# PROMPT A
In the blog post about baby supplies for Haiti, why do teams carry supplies down to her instead of shipping them?
# PROMPT B
Rewrite the blog post about baby supplies for Haiti from "In her wish" to "diaper inserts ($12.50)", changing "cloth wipes" to "baby wipes".

** Opening DOCUMENT EXCERPT block **

I asked Rhyan if there was anything I could do through this blog for her work in Haiti, holding families together as best as she can. She said that one thing that mothers in Haiti love is layette sets. It can be such a luxury, and yet such a necessity for the health of the baby to have clothing. Another thing that is in short supply for these families is cloth diapers. She has some teams going down to Haiti often now, and they bring supplies to her that way, as it’s cheaper than shipping.
In her wish list for each box for each baby it would include:
1 diaper bag ($9)
10 disposable diapers ($2)
10 cloth wipes ($7.50)
10 cloth diaper inserts ($12.50)
4 cloth diaper covers (2 size small, 2 size large) ($50.00)
3 pairs of socks ($5)
2 onesies ($4)
1 Crochet Outfit $16)
1 sleeper ($5)
1 hat ($2)
2 receiving blankets ($4)
1 soap ($7)
1 lotion ($4)
1 powder ($5)
1 baby toy ($4)
Total $137 per baby.
She has set up an Amazon wish list for my readers to do some Christmas shopping for some fellow moms. You don’t have to purchase a whole box. But I would be honored if you joined us and do what you can.

** Closing DOCUMENT EXCERPT block **
** Opening DATA UNDER STUDY block **

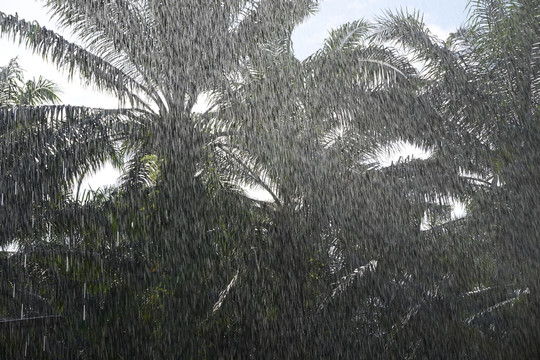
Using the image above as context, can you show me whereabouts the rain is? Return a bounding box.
[0,0,540,359]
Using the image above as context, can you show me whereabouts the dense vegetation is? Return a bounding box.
[0,0,540,359]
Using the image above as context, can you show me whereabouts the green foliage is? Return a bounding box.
[0,0,540,359]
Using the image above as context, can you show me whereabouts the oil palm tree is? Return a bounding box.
[377,1,539,357]
[200,14,467,357]
[0,0,316,357]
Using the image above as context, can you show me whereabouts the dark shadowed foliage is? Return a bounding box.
[0,0,540,359]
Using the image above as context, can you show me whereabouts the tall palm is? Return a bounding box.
[0,0,316,357]
[372,1,539,357]
[201,14,472,357]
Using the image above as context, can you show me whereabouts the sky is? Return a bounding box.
[0,0,468,194]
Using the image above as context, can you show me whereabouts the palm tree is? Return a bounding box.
[372,1,539,357]
[196,14,478,357]
[0,0,316,357]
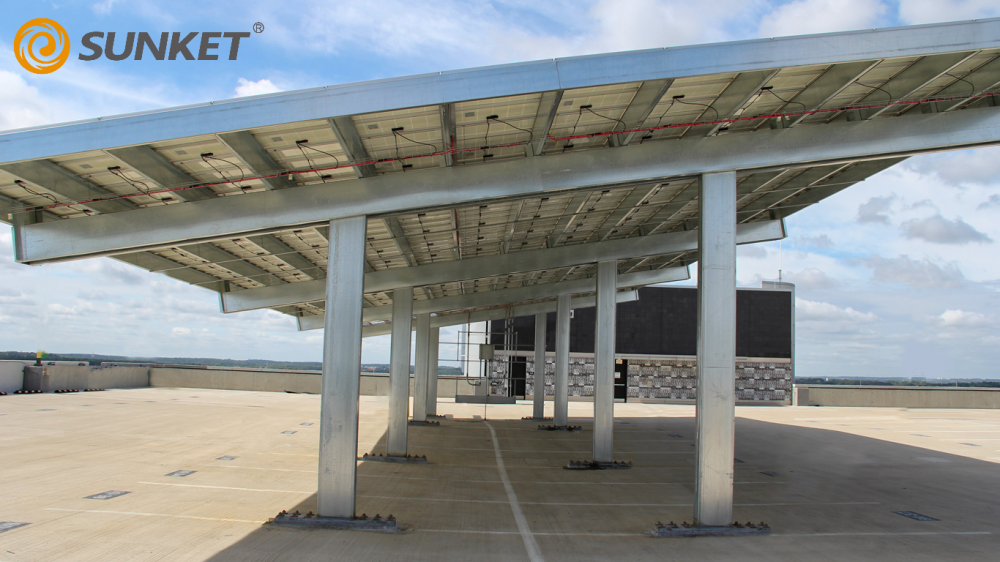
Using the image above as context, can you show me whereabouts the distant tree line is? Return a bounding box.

** Closing DATA UNDER STUDY block **

# WRITTEN SOLUTION A
Bringing supplies with the teams is cheaper than shipping.

# WRITTEN SOLUTION B
In her wish list for each box for each baby it would include:
1 diaper bag ($9)
10 disposable diapers ($2)
10 baby wipes ($7.50)
10 cloth diaper inserts ($12.50)